DATA SUPPLIED
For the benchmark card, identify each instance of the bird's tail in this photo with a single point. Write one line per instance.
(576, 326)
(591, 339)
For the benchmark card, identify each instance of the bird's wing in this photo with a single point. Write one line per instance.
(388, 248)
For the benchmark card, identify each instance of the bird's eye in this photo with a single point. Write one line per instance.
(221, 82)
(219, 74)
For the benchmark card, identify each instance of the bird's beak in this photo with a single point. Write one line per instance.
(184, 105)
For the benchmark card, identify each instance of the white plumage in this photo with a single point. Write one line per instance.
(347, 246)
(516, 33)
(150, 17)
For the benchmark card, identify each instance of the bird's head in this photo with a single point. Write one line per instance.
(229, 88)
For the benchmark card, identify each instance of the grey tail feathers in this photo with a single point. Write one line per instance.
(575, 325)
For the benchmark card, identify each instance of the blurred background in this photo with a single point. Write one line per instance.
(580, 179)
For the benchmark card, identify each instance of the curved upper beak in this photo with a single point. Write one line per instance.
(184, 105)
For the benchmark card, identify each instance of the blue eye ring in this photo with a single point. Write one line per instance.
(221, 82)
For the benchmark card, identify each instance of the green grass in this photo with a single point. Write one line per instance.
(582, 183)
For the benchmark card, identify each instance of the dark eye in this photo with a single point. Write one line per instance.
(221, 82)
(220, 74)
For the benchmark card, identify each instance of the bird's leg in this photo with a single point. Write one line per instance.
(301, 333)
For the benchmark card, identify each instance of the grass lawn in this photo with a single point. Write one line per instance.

---

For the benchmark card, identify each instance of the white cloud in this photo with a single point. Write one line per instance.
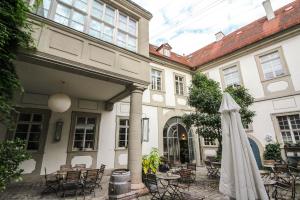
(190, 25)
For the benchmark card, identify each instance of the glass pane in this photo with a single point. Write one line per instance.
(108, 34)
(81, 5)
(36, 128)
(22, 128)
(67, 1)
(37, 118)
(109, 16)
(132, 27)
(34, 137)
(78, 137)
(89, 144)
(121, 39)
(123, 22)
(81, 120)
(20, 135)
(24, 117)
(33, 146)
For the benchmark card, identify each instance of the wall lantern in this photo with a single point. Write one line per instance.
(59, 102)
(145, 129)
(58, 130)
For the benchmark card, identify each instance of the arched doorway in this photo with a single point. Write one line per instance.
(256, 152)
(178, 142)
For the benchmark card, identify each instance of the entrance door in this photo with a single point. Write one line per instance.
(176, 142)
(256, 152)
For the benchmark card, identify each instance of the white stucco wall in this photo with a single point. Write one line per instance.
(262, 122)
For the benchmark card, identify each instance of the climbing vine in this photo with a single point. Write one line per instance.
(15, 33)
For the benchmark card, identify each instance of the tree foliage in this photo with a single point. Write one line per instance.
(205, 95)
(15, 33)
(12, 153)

INSTRUCTION
Put the lines in a JSON list of strings, one string per line. Start with the line that contains "For the benchmark card, identify each instance of the bird's leg" and go on through the line that contains "For the benchmark card, identify each instance of the grass", including both of those lines and leaving out any blank lines.

OUTPUT OF THE TASK
[
  "For the benchmark card, identify each instance of the bird's leg in this photo with a single point. Write one line per instance.",
  "(301, 333)",
  "For the benchmark card, identify each instance of the grass lawn in this photo with a single point. Write one line per instance."
]